__TASK__. Set out every line of the records below as a numbered list with no blank lines, and leave the pictures out.

┌─ DATA PROVIDED

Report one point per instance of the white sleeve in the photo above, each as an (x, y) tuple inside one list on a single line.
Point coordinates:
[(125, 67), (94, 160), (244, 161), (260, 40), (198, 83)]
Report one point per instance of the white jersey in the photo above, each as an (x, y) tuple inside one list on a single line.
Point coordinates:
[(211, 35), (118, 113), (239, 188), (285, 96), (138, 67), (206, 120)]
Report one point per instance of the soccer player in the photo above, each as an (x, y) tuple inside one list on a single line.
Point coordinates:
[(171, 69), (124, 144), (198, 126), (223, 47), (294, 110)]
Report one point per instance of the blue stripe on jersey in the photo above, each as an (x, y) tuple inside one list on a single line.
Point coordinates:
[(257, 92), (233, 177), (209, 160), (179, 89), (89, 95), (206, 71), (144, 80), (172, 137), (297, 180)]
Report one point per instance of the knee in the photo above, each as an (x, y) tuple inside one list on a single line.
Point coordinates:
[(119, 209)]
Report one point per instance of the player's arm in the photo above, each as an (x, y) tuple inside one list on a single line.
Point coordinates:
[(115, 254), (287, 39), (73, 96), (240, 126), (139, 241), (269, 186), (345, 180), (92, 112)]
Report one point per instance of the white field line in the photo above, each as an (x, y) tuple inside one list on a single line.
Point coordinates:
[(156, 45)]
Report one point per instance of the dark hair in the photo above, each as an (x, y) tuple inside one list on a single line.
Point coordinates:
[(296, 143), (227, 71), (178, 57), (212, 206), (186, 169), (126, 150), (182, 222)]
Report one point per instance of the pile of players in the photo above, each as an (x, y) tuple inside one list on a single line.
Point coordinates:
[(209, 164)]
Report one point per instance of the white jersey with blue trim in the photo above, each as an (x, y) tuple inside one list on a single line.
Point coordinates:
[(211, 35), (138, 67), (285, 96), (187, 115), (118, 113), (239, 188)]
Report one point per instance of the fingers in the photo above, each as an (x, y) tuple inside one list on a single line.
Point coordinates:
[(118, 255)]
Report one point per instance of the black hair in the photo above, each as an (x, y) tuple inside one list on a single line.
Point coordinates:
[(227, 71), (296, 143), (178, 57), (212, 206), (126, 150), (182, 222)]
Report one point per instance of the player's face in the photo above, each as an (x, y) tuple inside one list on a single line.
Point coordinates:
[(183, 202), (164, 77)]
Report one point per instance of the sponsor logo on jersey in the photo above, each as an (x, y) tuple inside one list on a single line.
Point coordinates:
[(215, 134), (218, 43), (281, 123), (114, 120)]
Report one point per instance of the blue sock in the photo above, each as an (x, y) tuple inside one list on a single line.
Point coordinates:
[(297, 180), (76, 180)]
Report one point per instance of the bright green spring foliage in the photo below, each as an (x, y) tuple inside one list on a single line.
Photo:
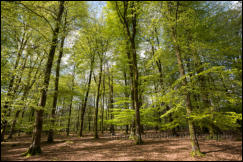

└─

__PROBLEM SOLUTION__.
1. Report one point per instance of the white sleeve in the photo above, each as an (x, y) tuple inside one list on a single line.
2. Point coordinates:
3. [(125, 67), (94, 160), (244, 161), (260, 40), (198, 83)]
4. Report one point per instance of the white jersey in the photo above, each as an (x, y) tuple inside one list on a single line.
5. Point coordinates:
6. [(211, 35), (118, 113), (239, 188), (285, 96), (138, 67), (206, 120)]
7. Report one point per instance of the soccer player in the photo above, each as an (x, y) tuple inside one list on a single line.
8. Point coordinates:
9. [(171, 69), (124, 144), (198, 126), (223, 47), (294, 110)]
10. Report one point per instance of the blue stripe on jersey in the photo above, each as an (x, y) tuple inside one list on a single line.
11. Point coordinates:
12. [(257, 92), (233, 177), (209, 160), (179, 89), (89, 95), (206, 71), (144, 80), (172, 137), (297, 180)]
13. Report one point per instance of the knee in the photo above, each as an (x, y) tuple inside one list on a single line.
14. Point coordinates:
15. [(119, 209)]
16. Report one point per instance of the player's arm in the photo above, each as an (x, y) tuple inside one list on a single line.
17. Point coordinates:
18. [(115, 254), (287, 39), (73, 96), (240, 126), (139, 241), (269, 186), (345, 180), (92, 112)]
19. Report one point per instance of the white field line in the photo above, each as an (x, y) tuple inside one list on a single line.
20. Point coordinates:
21. [(156, 45)]
22. Report one point per instance of the dark hair in the photo above, each as an (x, y) tuple inside one list on a single line.
23. Point coordinates:
24. [(296, 143), (227, 71), (178, 57), (212, 206), (186, 169), (126, 150), (182, 222)]
25. Report one point per instance of the pile of players in the photo above, each as an (x, y) tuple inside one list on a single line.
26. Point coordinates:
27. [(209, 164)]
28. Report one point per instance of the white jersey with blue trim in the photo above, each as an (x, y) tuple inside one list on a single line.
29. Point coordinates:
30. [(211, 35), (138, 67), (285, 96), (187, 115), (118, 113), (239, 188)]
31. Report one point per instance of the fingers in the photo above, each as an (x, y) tuple inside one list on a single line.
32. Point coordinates:
33. [(118, 255)]
34. Report one point per instance of the black hair in the photo above, each as an (x, y) tuple inside one list on a single line.
35. Point coordinates:
36. [(227, 71), (296, 143), (178, 57), (212, 206), (126, 150), (182, 222)]
37. Report one point per instance of the player's face in the photo above, each as an (x, y) tuple inside one list on a single line.
38. Point coordinates:
39. [(183, 202), (164, 77)]
40. Report one point per instance of the sponsor logo on jersey in the photo above, each as an (x, y) tuple inside one list on a single line.
41. Point coordinates:
42. [(215, 134), (218, 43), (281, 123), (114, 120)]
43. Report one point per instance of the blue sock in the photo above, each as an (x, y) tuple inside one list on a single line.
44. Point coordinates:
45. [(297, 180), (76, 180)]
46. Report one point per instance of the bright green spring foliage in the photo below, each as an (x, y) tuple inside one list on a single line.
47. Photo:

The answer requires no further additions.